- [Exercise passage]

Despite the ubiquitous clinical use of general anesthetics, the molecular mechanisms of general anesthesia are not fully understood. Ion channels are among the most relevant targets, as their modulation by general anesthetics could explain both endpoints and side-effects of anesthesia (1–5). Recent studies have strongly supported the presence of diverse general anesthetic sites in ligand-gated, voltage-gated and non-gated ion channels (6–15). However, a role of voltage-gated K⁺ (Kv)² channels in general anesthesia is uncertain, and there is still no general structural framework to predict anesthetic specificity and the mechanisms linking drug binding to functional modulation.

The modulatory effects of inhaled general anesthetics on ion channels are also diverse. These anesthetics can both activate and inhibit ion channels through mechanisms that may involve modulation of gating and/or permeation. Most notably, inhaled anesthetics potentiate ionotropic GABA_A and glycine receptors and non-gated two-pore domain K⁺ channels, but inhibit other ionotropic receptors (e.g. nicotinic and glutamate receptors). Serotonin (5-HT3) receptors exhibit both inhibition and activation, which depends on the molecular volume of the anesthetic (6, 7, 16–21). The interactions of voltage-gated ion channels with inhaled anesthetics are less well characterized and, to the best of our knowledge, the available studies of these targets report only inhibition by inhaled anesthetics (10, 22–29). Previously, we characterized the inhibition of the archetypical Drosophila voltage-gated K⁺ (Kv) channel K-Shaw2 (a Kv3 homolog) by relevant concentrations of n-alcohols and inhaled anesthetics (12, 30–33). Furthermore, these studies indicate that the inhibition results from stabilizing the resting and closed states of the K-Shaw2 channel without affecting ion permeation (12, 31).

- [Dataset content]
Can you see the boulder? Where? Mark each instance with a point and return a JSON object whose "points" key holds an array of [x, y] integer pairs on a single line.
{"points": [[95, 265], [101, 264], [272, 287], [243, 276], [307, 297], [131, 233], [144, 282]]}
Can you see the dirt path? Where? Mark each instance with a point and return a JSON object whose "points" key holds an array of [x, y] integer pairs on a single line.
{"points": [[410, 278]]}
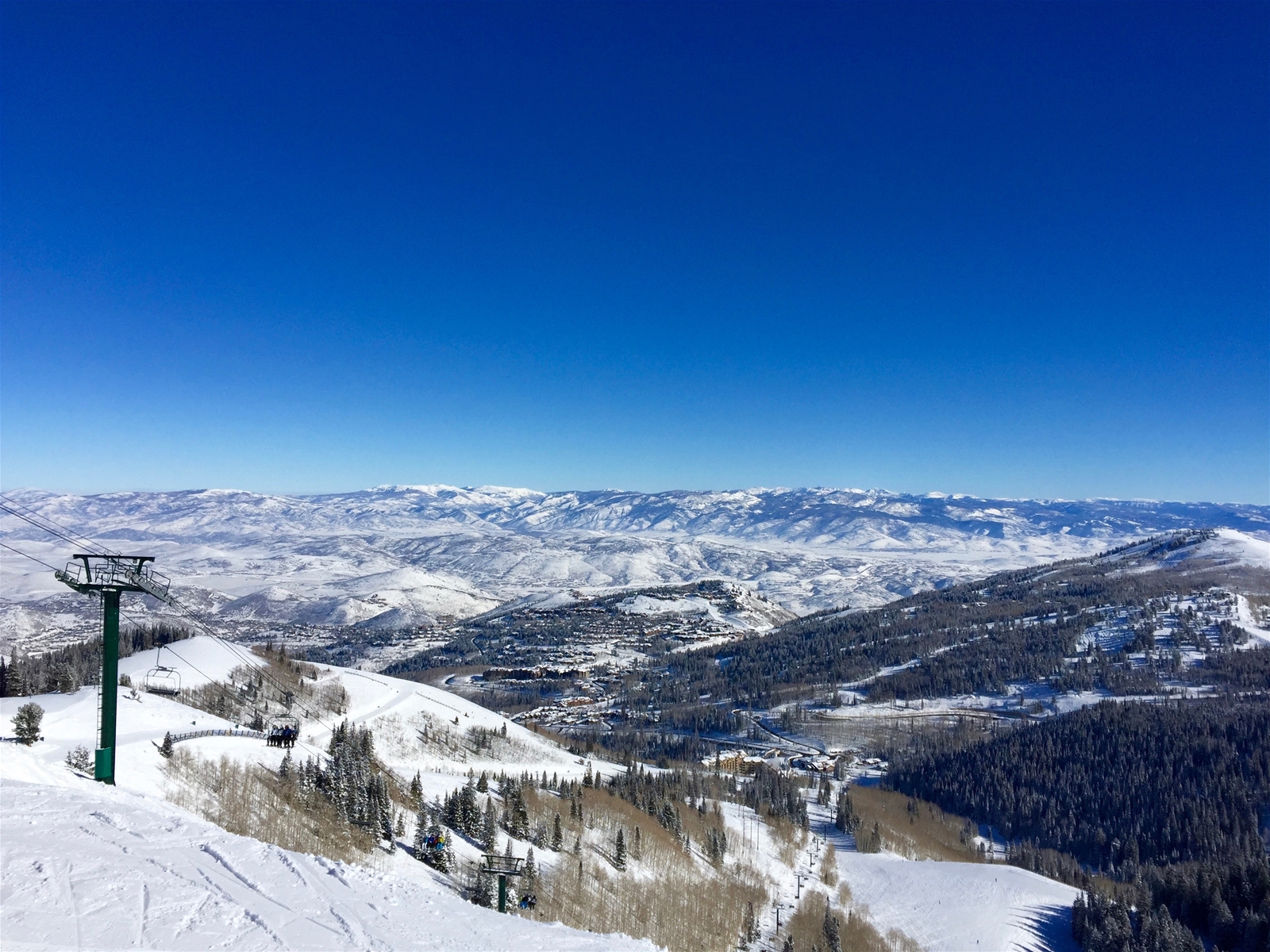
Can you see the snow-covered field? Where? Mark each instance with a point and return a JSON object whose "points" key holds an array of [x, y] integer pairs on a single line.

- [Activity list]
1. Set down the passage on general anesthetics and ion channels word for word, starting with "Despite the ubiquitous" and going on through "to functional modulation.".
2. Using the passage on general anesthetics and ion channels, name every receptor or channel that it says inhaled anesthetics potentiate.

- [Completed exercise]
1.
Despite the ubiquitous clinical use of general anesthetics, the molecular mechanisms of general anesthesia are not fully understood. Ion channels are among the most relevant targets, as their modulation by general anesthetics could explain both endpoints and side-effects of anesthesia (1–5). Recent studies have strongly supported the presence of diverse general anesthetic sites in ligand-gated, voltage-gated and non-gated ion channels (6–15). However, a role of voltage-gated K⁺ (Kv)² channels in general anesthesia is uncertain, and there is still no general structural framework to predict anesthetic specificity and the mechanisms linking drug binding to functional modulation.

2.
- Ionotropic GABA_A receptors
- Glycine receptors
- Non-gated two-pore domain K⁺ channels